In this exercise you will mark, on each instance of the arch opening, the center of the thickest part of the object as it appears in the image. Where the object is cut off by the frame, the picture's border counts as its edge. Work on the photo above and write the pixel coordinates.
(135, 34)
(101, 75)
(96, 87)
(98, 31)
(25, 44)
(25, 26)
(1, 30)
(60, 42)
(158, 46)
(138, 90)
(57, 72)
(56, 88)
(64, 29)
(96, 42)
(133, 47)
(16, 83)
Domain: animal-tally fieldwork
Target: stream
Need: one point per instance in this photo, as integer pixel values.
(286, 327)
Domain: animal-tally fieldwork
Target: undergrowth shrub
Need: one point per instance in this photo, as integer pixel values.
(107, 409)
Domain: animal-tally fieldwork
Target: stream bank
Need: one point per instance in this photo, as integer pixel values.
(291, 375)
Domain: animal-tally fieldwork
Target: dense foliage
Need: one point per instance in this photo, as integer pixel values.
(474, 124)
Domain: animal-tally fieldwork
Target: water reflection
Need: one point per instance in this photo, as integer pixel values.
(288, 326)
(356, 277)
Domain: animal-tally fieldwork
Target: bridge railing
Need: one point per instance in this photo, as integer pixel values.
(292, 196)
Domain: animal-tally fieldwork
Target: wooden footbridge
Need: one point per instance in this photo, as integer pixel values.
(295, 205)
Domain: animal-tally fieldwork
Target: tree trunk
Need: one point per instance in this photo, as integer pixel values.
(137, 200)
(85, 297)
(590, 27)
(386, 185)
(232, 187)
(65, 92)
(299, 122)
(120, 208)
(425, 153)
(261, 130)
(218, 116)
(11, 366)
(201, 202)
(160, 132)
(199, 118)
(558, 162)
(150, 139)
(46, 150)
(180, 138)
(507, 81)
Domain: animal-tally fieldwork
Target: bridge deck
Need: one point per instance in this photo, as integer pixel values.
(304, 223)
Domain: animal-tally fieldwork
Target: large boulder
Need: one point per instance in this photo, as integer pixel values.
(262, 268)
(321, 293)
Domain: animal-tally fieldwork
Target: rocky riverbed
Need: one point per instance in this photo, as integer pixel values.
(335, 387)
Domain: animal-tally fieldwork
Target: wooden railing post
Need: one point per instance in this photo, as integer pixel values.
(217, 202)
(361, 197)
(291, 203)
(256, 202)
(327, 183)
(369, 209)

○ ○ ○ ○

* _Work instructions_:
Return the listing above word for word.

* _Result of the task_:
In this exercise you will mark, on each instance of the arch opening, the center of the thickest part of the object as it appears in the image. Where the object is cut off by the frame, the picture's border counts as its edge. Work on the photo above and write the pixel coordinates.
(135, 34)
(101, 75)
(96, 87)
(98, 31)
(25, 44)
(25, 26)
(1, 30)
(60, 42)
(158, 46)
(138, 90)
(57, 72)
(56, 88)
(64, 29)
(96, 42)
(133, 47)
(16, 83)
Domain: animal-tally fieldwork
Target: stream
Need: one point per instance in this photo, as integer pixel values.
(286, 327)
Domain: animal-tally fieldwork
Target: undergrowth shrub
Need: one point per instance in this photo, as integer pixel values.
(107, 409)
Domain: animal-tally fieldwork
Target: stream bank
Need: one point per instance in this photo, as integer pixel values.
(291, 375)
Domain: animal-tally fieldwork
Target: dense foliage
Need: one point per instance in this photo, as integer pixel values.
(474, 124)
Domain: animal-tally fieldwork
Target: water reflection
Need: one point per instance in this photo, as integer pixel values.
(288, 326)
(356, 277)
Domain: animal-tally fieldwork
Target: bridge railing
Need: one point per instance in this photo, as integer pixel values.
(292, 196)
Domain: animal-tally fieldwork
Target: wooden footbridge
Need: one point per instance in this photo, as integer pixel values.
(295, 205)
Domain: animal-tally fieldwork
Target: tree trunk
Need: one point per instance in this photo, as integer pixel values.
(137, 200)
(85, 297)
(590, 27)
(386, 185)
(232, 187)
(65, 92)
(299, 122)
(120, 208)
(425, 153)
(261, 130)
(218, 116)
(11, 366)
(201, 202)
(160, 132)
(199, 118)
(558, 162)
(150, 139)
(46, 150)
(180, 138)
(507, 81)
Domain: animal-tally fieldwork
Target: bridge deck
Need: one point per instance in this photo, as integer pixel values.
(304, 223)
Domain: animal-tally fieldwork
Target: large boulder
Need: one point per instance in this photo, as integer pixel values.
(262, 268)
(321, 293)
Domain: animal-tally fieldwork
Target: rocky riverbed
Need: one point per instance in this photo, as integer pixel values.
(335, 387)
Domain: animal-tally fieldwork
Target: wooden railing post
Need: one point per instance in this photo, as integer pixel values.
(217, 202)
(361, 197)
(291, 203)
(256, 202)
(327, 183)
(369, 209)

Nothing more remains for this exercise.